Top of Excerpted passage

Ed Gillespie. Weasel.
Anybody who served both as a Republican National Committee Chair and White House aide to George W. Bush is going to be full of shit. That's a given. Ed Gillespie, running against Democrat Mark Warner for a Virginia Senate seat,
provides the proof
Gillespie is one of several Republican candidates who have recently come out in favor of over-the-counter birth control, something that reproductive rights advocates see as a political move to win over female voters who may be skeptical of their stances on women’s health issues. During Tuesday’s face-off against U.S. Sen. Mark Warner (D), Gillespie reasserted his support for that policy, saying that Obamacare hampers women’s ability to obtain birth control pills at their local pharmacy without getting a prescription from their doctor first.
"The reason that non-prescription birth control, and other non-prescription drugs, are not covered is because that’s the rule in Obamacare," Gillespie said. "My point is that if you replaced Obamacare with market-oriented reforms, people could purchase the insurance of their choice. Many women would purchase plans that would cover over-the-counter non-prescription birth control pills."
That's a pretty contorted version of how the law treats contraception. Right now under the law, people can get over-the-counter (OTC) contraception, but it requires a prescription to be covered by insurance and thus provided without an additional copay. That's a needless barrier that most health advocates want to see removed, but that's the sole tiny sliver of truth in Gillespie's argument.
For example, he suggests that if it weren't for Obamacare, women could get birth control pills without a prescription. Wrong. It has not been approved by the Federal Drug Administration for OTC sale. Obamacare has nothing to do with that. Furthermore, the pill isn't the only form of prescription birth control. That's one thing all these damned Republican men refuse to acknowledge (or perhaps are too willfully ignorant of women's health to even know about). The law as it stands, with its contraceptive mandate, ensures that women have the best possible contraceptive choice for them available without a co-pay. There are plenty of women who can't take the pill and need other prescription methods. They'll be left out in Gillespie's plan. (Not that he'd care.)
Repealing the law would hurt women. Period. Many would lose Medicaid coverage they now have. Many would lose private insurance they now have. Every woman with insurance—through Obamacare or their employer's or their spouse's or parents' plans—would lose no co-pay birth control coverage. There's nothing friendly to women about the Republican's OTC pill fetish.

Bottom of Excerpted passage

▶ List of tasks:
(1) Rewrite the Gillespie piece from "Ed Gillespie. Weasel." up to and including "their doctor first.", changing "birth control" to "contraception".
(2) Answer these from the Gillespie piece:
(a) What seat is Gillespie running for?
(b) Which agency has not approved the pill for OTC sale?
(c) Which two roles had Gillespie held before this race?
(3) Decide whether each statement agrees with the Gillespie piece, and quote the deciding words.
(a) Gillespie's opponent is a Democrat.
(b) Under the law, OTC contraception is covered by insurance without a prescription.
(c) The pill is the only form of prescription birth control.
The records that follow were taken from a different source.

Top of Data under study

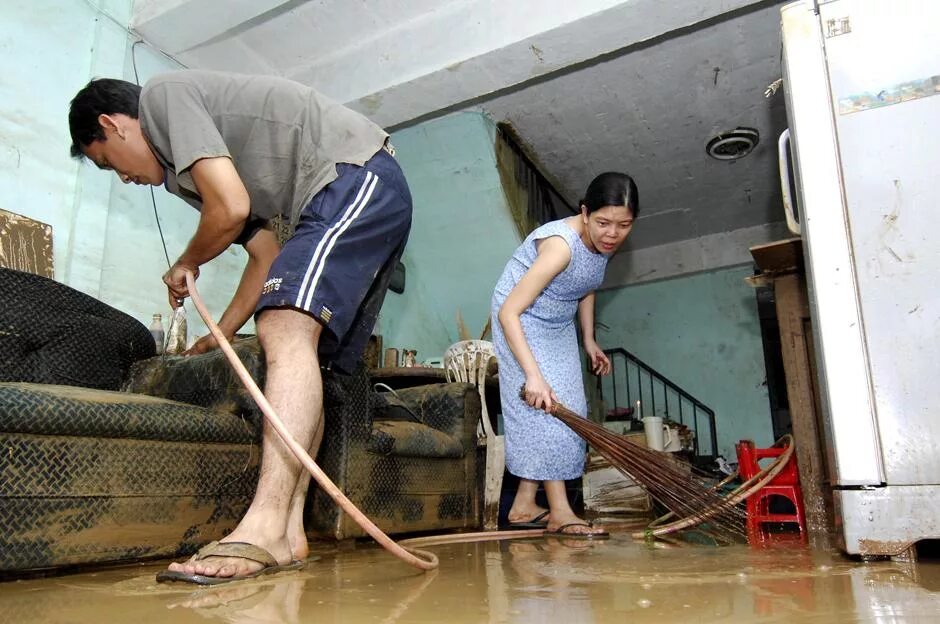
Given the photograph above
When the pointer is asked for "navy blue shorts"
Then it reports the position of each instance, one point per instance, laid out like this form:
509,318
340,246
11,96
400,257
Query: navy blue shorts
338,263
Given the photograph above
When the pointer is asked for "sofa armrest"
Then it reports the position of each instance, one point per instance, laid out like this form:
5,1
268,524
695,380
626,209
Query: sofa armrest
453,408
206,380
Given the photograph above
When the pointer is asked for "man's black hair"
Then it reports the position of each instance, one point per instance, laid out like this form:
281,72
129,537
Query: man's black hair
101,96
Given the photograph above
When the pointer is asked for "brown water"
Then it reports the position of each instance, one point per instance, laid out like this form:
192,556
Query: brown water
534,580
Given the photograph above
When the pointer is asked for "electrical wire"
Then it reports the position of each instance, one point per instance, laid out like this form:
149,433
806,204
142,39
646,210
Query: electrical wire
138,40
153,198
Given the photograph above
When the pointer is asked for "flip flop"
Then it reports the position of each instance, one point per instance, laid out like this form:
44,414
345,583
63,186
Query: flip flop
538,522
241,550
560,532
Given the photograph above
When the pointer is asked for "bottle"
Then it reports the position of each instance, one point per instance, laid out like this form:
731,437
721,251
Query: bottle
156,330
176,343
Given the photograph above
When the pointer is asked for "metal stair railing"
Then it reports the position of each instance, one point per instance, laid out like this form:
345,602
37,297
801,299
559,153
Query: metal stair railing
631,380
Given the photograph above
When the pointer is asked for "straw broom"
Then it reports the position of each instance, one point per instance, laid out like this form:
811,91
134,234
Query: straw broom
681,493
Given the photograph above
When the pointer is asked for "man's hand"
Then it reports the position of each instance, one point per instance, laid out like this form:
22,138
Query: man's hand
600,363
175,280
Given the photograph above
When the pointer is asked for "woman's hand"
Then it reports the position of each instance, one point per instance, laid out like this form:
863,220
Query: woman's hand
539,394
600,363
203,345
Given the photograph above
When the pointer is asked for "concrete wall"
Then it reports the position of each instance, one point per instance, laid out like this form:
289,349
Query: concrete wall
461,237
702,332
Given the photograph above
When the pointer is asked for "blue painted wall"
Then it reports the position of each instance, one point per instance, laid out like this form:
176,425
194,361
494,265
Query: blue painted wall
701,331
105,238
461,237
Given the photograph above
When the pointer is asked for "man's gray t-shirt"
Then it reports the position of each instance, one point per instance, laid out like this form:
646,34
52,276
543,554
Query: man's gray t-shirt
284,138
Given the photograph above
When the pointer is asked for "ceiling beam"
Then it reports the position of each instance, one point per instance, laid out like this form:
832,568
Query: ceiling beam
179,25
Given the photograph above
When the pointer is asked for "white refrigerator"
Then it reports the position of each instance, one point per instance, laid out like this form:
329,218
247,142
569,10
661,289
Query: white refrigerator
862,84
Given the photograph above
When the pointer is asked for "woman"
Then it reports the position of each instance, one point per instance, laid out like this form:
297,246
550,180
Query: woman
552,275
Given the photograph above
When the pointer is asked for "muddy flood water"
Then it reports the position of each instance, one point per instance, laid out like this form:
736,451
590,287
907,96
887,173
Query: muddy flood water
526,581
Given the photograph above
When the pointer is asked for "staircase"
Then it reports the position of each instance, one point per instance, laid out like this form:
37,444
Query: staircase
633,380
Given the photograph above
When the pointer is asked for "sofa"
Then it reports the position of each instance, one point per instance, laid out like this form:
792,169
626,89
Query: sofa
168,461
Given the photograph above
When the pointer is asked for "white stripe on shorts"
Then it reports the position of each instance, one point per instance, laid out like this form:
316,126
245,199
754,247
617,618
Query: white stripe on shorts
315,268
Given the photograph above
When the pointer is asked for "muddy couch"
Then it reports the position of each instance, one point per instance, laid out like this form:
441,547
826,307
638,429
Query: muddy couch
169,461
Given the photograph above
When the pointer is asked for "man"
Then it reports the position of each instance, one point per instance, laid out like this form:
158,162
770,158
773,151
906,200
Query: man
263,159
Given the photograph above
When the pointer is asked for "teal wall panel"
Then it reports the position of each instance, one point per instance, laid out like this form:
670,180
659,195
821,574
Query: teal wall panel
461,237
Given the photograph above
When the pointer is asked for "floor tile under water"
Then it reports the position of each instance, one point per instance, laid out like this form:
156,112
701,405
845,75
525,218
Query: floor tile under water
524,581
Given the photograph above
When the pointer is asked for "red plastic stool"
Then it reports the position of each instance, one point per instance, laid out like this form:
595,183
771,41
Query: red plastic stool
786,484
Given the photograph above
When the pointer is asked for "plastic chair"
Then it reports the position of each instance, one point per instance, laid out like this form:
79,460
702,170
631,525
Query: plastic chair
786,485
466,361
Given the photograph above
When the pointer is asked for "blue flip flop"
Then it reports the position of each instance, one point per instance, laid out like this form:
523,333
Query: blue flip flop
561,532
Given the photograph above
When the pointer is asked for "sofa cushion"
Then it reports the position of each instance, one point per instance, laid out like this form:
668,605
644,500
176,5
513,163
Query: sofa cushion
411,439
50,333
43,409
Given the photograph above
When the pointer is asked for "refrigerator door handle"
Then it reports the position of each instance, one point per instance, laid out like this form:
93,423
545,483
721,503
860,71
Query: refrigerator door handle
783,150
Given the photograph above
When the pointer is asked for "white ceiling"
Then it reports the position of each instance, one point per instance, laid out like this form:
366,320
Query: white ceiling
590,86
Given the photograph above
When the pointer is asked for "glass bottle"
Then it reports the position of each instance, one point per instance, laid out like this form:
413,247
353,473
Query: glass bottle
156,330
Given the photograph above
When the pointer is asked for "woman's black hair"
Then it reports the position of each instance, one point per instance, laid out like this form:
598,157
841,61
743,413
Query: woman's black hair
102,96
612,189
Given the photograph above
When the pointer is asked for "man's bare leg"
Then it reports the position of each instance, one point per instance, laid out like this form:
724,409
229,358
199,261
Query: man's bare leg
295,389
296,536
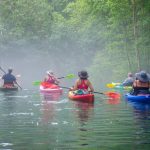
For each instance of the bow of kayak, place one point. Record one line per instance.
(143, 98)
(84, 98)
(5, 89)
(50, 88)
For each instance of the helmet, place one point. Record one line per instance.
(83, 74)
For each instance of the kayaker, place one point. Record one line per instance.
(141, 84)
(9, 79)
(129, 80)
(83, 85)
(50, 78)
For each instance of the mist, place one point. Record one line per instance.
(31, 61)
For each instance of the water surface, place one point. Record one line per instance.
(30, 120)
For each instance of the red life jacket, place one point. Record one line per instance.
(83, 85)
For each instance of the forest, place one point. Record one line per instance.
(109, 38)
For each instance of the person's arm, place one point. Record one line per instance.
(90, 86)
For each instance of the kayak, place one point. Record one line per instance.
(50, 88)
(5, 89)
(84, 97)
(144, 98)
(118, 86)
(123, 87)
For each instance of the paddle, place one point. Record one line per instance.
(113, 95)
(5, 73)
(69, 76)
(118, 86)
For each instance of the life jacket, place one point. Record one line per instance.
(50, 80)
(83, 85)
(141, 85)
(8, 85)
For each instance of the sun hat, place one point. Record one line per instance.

Bottom of Data under study

▶ Answers to each task:
(1)
Ed Gillespie. Weasel.
Anybody who served both as a Republican National Committee Chair and White House aide to George W. Bush is going to be full of shit. That's a given. Ed Gillespie, running against Democrat Mark Warner for a Virginia Senate seat,
provides the proof
Gillespie is one of several Republican candidates who have recently come out in favor of over-the-counter contraception, something that reproductive rights advocates see as a political move to win over female voters who may be skeptical of their stances on women’s health issues. During Tuesday’s face-off against U.S. Sen. Mark Warner (D), Gillespie reasserted his support for that policy, saying that Obamacare hampers women’s ability to obtain contraception pills at their local pharmacy without getting a prescription from their doctor first.

(2)
(a) A Virginia Senate seat.
(b) The Federal Drug Administration.
(c) Republican National Committee Chair and White House aide to George W. Bush.

(3)
(a) Yes: "running against Democrat Mark Warner"
(b) No: "but it requires a prescription to be covered by insurance"
(c) No: "the pill isn't the only form of prescription birth control"